-- start of Data supplied --

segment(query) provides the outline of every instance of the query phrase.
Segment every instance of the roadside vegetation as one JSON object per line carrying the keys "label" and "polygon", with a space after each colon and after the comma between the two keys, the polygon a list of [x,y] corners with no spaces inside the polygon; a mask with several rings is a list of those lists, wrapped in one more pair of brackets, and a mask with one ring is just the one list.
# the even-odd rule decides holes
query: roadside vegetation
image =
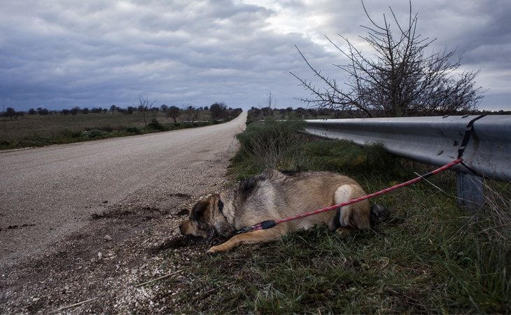
{"label": "roadside vegetation", "polygon": [[195,108],[155,107],[141,97],[138,107],[112,106],[27,113],[8,108],[0,116],[0,150],[69,144],[214,125],[233,119],[240,108],[223,103]]}
{"label": "roadside vegetation", "polygon": [[[248,124],[239,134],[233,178],[266,167],[328,170],[358,180],[372,192],[433,167],[395,158],[380,146],[364,148],[300,132],[300,121]],[[417,314],[511,312],[511,193],[486,183],[478,220],[458,209],[450,172],[379,197],[391,217],[374,230],[340,236],[326,228],[293,233],[267,244],[242,246],[185,260],[192,281],[180,287],[175,312],[209,314]]]}

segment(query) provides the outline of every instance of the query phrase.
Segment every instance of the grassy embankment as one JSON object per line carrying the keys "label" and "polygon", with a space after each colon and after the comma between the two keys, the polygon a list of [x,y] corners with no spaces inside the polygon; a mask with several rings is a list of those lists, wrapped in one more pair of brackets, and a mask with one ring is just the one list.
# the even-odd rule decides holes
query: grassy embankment
{"label": "grassy embankment", "polygon": [[[0,150],[69,144],[218,123],[209,111],[200,111],[195,122],[183,122],[164,113],[100,113],[78,115],[26,115],[0,117]],[[156,120],[153,120],[155,118]]]}
{"label": "grassy embankment", "polygon": [[[298,133],[300,127],[250,124],[239,135],[233,175],[265,167],[340,172],[370,192],[433,168],[378,146],[313,139]],[[509,314],[509,185],[489,183],[484,214],[475,221],[456,205],[453,174],[431,181],[444,192],[423,182],[378,198],[392,216],[374,230],[340,236],[318,227],[186,262],[179,251],[168,251],[168,262],[183,262],[194,279],[179,284],[174,311]],[[156,285],[164,295],[166,286],[176,284]]]}

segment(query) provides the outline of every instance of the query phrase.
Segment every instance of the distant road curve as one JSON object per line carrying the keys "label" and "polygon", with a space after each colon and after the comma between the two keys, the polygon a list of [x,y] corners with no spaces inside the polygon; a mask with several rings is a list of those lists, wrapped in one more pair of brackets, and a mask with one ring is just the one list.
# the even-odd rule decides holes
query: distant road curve
{"label": "distant road curve", "polygon": [[0,266],[83,226],[104,201],[118,202],[162,174],[226,151],[246,115],[198,128],[0,151]]}

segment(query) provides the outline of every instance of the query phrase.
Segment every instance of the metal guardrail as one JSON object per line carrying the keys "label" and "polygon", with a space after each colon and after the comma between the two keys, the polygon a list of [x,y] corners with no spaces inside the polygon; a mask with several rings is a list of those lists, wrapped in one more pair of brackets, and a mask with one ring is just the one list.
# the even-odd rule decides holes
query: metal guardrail
{"label": "metal guardrail", "polygon": [[[477,115],[308,120],[306,132],[365,145],[384,144],[396,155],[433,165],[455,160],[468,122]],[[511,115],[484,116],[474,122],[464,162],[478,174],[511,181]],[[454,170],[470,171],[461,165]]]}

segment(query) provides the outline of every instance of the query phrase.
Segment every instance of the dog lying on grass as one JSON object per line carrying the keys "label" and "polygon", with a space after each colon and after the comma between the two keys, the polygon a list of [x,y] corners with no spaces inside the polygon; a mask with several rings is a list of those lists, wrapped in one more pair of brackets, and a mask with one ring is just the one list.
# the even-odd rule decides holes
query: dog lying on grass
{"label": "dog lying on grass", "polygon": [[287,174],[268,170],[200,200],[193,206],[190,218],[179,225],[179,230],[184,235],[232,237],[225,243],[211,247],[208,253],[227,251],[244,244],[278,240],[289,232],[314,225],[326,225],[339,233],[366,230],[388,216],[384,207],[377,204],[371,207],[367,200],[343,206],[340,211],[323,212],[270,229],[234,234],[244,227],[267,220],[339,204],[365,195],[356,181],[337,173]]}

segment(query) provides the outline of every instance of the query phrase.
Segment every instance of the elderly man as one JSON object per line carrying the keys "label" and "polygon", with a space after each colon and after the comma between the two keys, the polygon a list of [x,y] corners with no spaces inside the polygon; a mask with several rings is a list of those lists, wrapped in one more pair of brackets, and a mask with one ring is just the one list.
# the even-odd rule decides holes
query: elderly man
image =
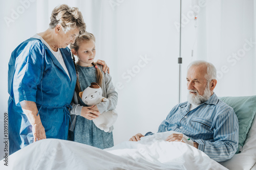
{"label": "elderly man", "polygon": [[[186,78],[188,101],[173,108],[158,132],[182,133],[194,140],[194,147],[221,162],[231,159],[237,151],[239,126],[233,109],[214,92],[217,83],[216,75],[216,69],[211,63],[204,61],[191,63]],[[173,134],[166,140],[181,141],[182,134]],[[145,136],[152,134],[150,132]],[[138,141],[143,136],[138,133],[130,140]]]}

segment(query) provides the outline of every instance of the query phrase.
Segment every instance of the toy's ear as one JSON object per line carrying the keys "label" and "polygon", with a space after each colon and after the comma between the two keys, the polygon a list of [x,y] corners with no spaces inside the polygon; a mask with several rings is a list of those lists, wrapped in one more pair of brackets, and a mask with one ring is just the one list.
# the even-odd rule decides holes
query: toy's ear
{"label": "toy's ear", "polygon": [[91,86],[90,86],[90,87],[92,88],[99,88],[100,87],[99,86],[98,84],[96,83],[93,82],[91,83]]}
{"label": "toy's ear", "polygon": [[83,92],[83,91],[79,92],[79,96],[80,96],[80,98],[81,98],[81,99],[82,99],[82,93]]}

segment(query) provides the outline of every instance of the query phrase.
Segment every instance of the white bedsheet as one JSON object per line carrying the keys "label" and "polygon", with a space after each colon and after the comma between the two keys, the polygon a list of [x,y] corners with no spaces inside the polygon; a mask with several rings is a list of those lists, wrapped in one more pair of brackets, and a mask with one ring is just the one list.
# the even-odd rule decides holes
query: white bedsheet
{"label": "white bedsheet", "polygon": [[37,141],[9,157],[1,169],[227,169],[203,152],[180,142],[166,142],[170,132],[125,141],[102,150],[56,139]]}

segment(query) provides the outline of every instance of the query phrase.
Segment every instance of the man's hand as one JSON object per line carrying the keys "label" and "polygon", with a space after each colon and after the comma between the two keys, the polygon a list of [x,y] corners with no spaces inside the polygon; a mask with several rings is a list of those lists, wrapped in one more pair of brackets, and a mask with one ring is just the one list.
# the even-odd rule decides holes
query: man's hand
{"label": "man's hand", "polygon": [[88,120],[93,120],[98,117],[100,113],[98,111],[92,110],[94,105],[90,107],[83,107],[81,111],[81,116],[87,118]]}
{"label": "man's hand", "polygon": [[[181,141],[181,139],[182,139],[183,137],[183,135],[182,134],[173,133],[172,134],[168,136],[165,140],[168,141]],[[181,142],[185,143],[183,141],[181,141]]]}
{"label": "man's hand", "polygon": [[144,137],[144,135],[143,135],[141,133],[139,133],[135,136],[133,136],[133,137],[130,139],[129,141],[138,141],[140,140],[140,138],[142,137]]}
{"label": "man's hand", "polygon": [[34,136],[34,142],[37,140],[46,139],[45,128],[41,122],[32,126],[32,133]]}
{"label": "man's hand", "polygon": [[97,60],[96,63],[98,64],[101,65],[103,66],[102,70],[104,71],[104,72],[106,73],[106,71],[108,71],[108,72],[110,74],[110,68],[106,65],[105,61],[101,60]]}
{"label": "man's hand", "polygon": [[[183,135],[182,134],[173,133],[172,134],[168,136],[165,140],[168,141],[181,141],[182,142],[186,143],[186,142],[185,142],[184,141],[181,140],[183,137]],[[196,142],[194,142],[194,147],[197,149],[198,149],[198,143]]]}

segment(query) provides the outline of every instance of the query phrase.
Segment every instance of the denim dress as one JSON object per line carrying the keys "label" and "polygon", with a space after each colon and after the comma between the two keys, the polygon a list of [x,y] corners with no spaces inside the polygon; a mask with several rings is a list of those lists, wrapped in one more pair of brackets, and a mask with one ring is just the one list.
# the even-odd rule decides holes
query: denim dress
{"label": "denim dress", "polygon": [[[90,86],[91,83],[97,82],[96,68],[94,66],[82,67],[77,64],[77,68],[79,72],[79,80],[81,91]],[[77,96],[79,98],[78,104],[80,105],[88,106],[82,101],[78,95]],[[114,146],[112,132],[105,132],[101,130],[94,125],[93,120],[77,115],[75,127],[74,128],[73,134],[70,131],[69,140],[101,149]]]}

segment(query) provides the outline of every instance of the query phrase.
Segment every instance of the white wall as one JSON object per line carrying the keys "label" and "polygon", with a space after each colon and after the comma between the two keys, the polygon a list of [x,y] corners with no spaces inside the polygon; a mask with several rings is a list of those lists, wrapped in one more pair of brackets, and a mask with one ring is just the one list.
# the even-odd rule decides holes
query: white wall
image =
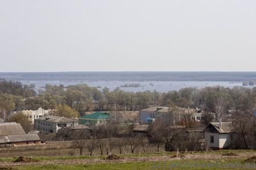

-- end of Data supplied --

How many lines of the data contain the string "wall"? Reply with the number only.

2